▶ [WHAT TO DO]: Below is a block of records; repeat each one exactly.

▶ [DATASET RECORDS]:
────────────────────────────────────────
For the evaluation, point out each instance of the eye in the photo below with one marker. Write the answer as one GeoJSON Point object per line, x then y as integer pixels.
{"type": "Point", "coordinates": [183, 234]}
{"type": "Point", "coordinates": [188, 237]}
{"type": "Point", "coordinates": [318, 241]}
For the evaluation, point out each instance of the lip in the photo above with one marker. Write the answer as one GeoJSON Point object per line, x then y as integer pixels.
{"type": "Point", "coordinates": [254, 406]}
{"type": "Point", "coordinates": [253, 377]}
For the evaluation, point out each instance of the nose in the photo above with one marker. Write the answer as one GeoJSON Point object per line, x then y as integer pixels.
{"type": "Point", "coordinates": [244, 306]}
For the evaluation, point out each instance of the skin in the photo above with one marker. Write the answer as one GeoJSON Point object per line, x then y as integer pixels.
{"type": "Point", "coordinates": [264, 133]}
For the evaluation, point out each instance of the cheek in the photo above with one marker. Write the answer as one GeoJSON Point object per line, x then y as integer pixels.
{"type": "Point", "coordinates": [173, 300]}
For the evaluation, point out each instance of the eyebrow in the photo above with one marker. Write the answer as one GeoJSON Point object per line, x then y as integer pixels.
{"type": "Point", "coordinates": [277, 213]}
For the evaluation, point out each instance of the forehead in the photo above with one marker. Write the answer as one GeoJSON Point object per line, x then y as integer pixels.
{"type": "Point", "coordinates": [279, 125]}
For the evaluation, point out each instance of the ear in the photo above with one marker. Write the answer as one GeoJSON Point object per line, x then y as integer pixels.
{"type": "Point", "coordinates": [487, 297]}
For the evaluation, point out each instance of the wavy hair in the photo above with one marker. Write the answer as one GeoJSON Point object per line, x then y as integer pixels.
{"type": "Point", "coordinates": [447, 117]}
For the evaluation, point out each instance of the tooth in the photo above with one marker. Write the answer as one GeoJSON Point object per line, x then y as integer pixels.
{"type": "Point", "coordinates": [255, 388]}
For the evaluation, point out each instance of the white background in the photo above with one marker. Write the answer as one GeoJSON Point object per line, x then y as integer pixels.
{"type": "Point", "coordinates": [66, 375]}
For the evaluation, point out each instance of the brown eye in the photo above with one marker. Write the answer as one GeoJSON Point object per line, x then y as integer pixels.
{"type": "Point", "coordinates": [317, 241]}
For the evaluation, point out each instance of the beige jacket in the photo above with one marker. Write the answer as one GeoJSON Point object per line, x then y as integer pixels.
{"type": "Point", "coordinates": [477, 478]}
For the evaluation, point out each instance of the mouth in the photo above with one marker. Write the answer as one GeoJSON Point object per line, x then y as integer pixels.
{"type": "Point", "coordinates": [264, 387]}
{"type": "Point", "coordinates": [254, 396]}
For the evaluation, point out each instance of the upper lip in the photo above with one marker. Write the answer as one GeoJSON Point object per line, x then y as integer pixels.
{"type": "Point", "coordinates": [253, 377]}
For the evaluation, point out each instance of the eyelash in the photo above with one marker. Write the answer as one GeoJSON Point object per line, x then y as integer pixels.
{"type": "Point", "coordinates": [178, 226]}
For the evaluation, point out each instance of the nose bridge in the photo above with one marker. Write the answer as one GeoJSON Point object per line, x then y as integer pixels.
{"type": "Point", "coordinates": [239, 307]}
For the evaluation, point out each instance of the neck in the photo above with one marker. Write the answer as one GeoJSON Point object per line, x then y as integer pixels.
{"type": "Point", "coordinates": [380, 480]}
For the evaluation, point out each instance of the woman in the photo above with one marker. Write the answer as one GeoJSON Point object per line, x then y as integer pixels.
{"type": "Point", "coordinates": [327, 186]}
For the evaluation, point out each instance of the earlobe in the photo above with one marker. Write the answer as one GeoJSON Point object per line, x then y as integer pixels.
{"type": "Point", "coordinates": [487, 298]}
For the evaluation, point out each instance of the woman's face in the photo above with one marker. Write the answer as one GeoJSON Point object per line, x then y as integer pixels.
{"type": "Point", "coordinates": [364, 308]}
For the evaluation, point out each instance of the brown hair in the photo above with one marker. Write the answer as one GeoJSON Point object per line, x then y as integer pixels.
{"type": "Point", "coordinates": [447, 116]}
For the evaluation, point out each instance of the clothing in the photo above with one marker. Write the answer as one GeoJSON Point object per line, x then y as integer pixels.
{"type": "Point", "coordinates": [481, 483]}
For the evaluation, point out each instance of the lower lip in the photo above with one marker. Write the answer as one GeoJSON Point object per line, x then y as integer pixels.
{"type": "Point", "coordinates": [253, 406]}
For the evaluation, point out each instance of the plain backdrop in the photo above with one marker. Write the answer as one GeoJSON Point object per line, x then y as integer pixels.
────────────────────────────────────────
▶ [SOLVED PROBLEM]:
For the evaluation, point out each instance of the eye in the photo below with one marker. Write the answer as one GeoJSON Point object per line, x then y as integer pixels.
{"type": "Point", "coordinates": [183, 234]}
{"type": "Point", "coordinates": [188, 237]}
{"type": "Point", "coordinates": [318, 241]}
For the evaluation, point out each instance of the lip in the photo above with one marker. Write the answer as one GeoJSON Point object per line, x then y as integer pixels.
{"type": "Point", "coordinates": [254, 406]}
{"type": "Point", "coordinates": [253, 377]}
For the evaluation, point out each instance of the nose in the photo above with one marker. Write the answer as one GeoJSON Point object per line, x then y as integer pixels.
{"type": "Point", "coordinates": [244, 306]}
For the evaluation, point out each instance of the skin in the photo above with one marker. Write the answer as one GeoJSON Point object per line, x then y as integer pixels.
{"type": "Point", "coordinates": [264, 133]}
For the evaluation, point out each instance of the cheek in the photo above with one marker. Write the answer as one GeoJSON Point object per line, x then y as integer pixels.
{"type": "Point", "coordinates": [173, 300]}
For the evaluation, point out each instance of the eyebrow in the photo above with one marker. Write the answer as one GeoJSON Point object per line, x then y as integer pixels.
{"type": "Point", "coordinates": [277, 213]}
For the evaluation, point out each instance of the forehead in the photo above with one marker. Write the answer as one GeoJSON Point object per line, x then y as integer pixels.
{"type": "Point", "coordinates": [279, 125]}
For the evaluation, point out each instance of the ear in the photo above with one marker. Write the answer as one GeoJSON Point object per line, x then y as integer pixels.
{"type": "Point", "coordinates": [487, 297]}
For the evaluation, point out each instance of the wavy hair in the photo above with one marker. Write the answer as one GeoJSON Point object per line, x then y as integer pixels.
{"type": "Point", "coordinates": [447, 117]}
For the evaluation, point out each instance of the tooth in the photo above with one marker. Write the answer as one GeoJSON Point object per line, x then y as integer pixels.
{"type": "Point", "coordinates": [255, 388]}
For the evaluation, point out each instance of the white background in the photo above with one marker. Write the answer as one GeoJSON Point object per line, x then y as integer pixels.
{"type": "Point", "coordinates": [66, 375]}
For the evaluation, point out each instance of the brown eye in the photo above with one marker. Write the answer as one GeoJSON Point object per line, x then y as integer pixels.
{"type": "Point", "coordinates": [317, 241]}
For the evaluation, point out each instance of the beige jacket in the photo above with one marker. Write the answer as one GeoJSON Point object per line, x then y as integer pixels.
{"type": "Point", "coordinates": [477, 478]}
For the evaluation, point out each instance of the mouth in the photo above with one marker. Write the answer as one GeoJSON Point object per line, x then y as integer pixels.
{"type": "Point", "coordinates": [264, 387]}
{"type": "Point", "coordinates": [254, 396]}
For the evaluation, point out each instance of the upper lip in the photo above with one marker. Write the answer as one GeoJSON Point object per line, x then y as integer pixels.
{"type": "Point", "coordinates": [253, 377]}
For the evaluation, point out each instance of the eyelash in the photo above with one marker. Write the answer as one GeoJSON Point object per line, x then y as integer pixels.
{"type": "Point", "coordinates": [178, 226]}
For the evaluation, point out each instance of the nose bridge in the photo above with one marker. Write the answer as one GeoJSON Point object per line, x then y as integer pixels.
{"type": "Point", "coordinates": [239, 307]}
For the evaluation, point out each instance of the neck in the photo above with one marker. Write the answer as one GeoJSON Point object per line, x then y as integer pixels.
{"type": "Point", "coordinates": [380, 480]}
For the evaluation, point out each instance of the woman in the photo above with one marker. Write the answer as one GeoJSON Point object per line, x then y as integer pixels.
{"type": "Point", "coordinates": [327, 186]}
For the evaluation, point out each instance of the earlobe in the photo above with one marker. Write the answer as one GeoJSON Point object per line, x then y as integer pixels.
{"type": "Point", "coordinates": [487, 298]}
For the evaluation, point out each instance of the woman's face in the photo above with one marker. Write the answer as one GeoJSON Point object per line, x then y as integer pixels.
{"type": "Point", "coordinates": [364, 308]}
For the evaluation, point out each instance of the brown hair in the photo above with one marker. Write the answer as one GeoJSON Point object per line, x then y as integer pixels.
{"type": "Point", "coordinates": [447, 116]}
For the evaluation, point out each instance of the clothing in the photo above with one marker. Write the answer as one GeoJSON Point object per line, x then y as integer pixels.
{"type": "Point", "coordinates": [481, 483]}
For the evaluation, point out each instance of the lower lip in the photo above with one marker. Write the answer as one GeoJSON Point object per line, x then y as integer pixels.
{"type": "Point", "coordinates": [253, 406]}
For the evaluation, point out each instance of the plain backdrop in the photo above with one marker. Write the answer as one GeoJSON Point object per line, x then y as integer pixels.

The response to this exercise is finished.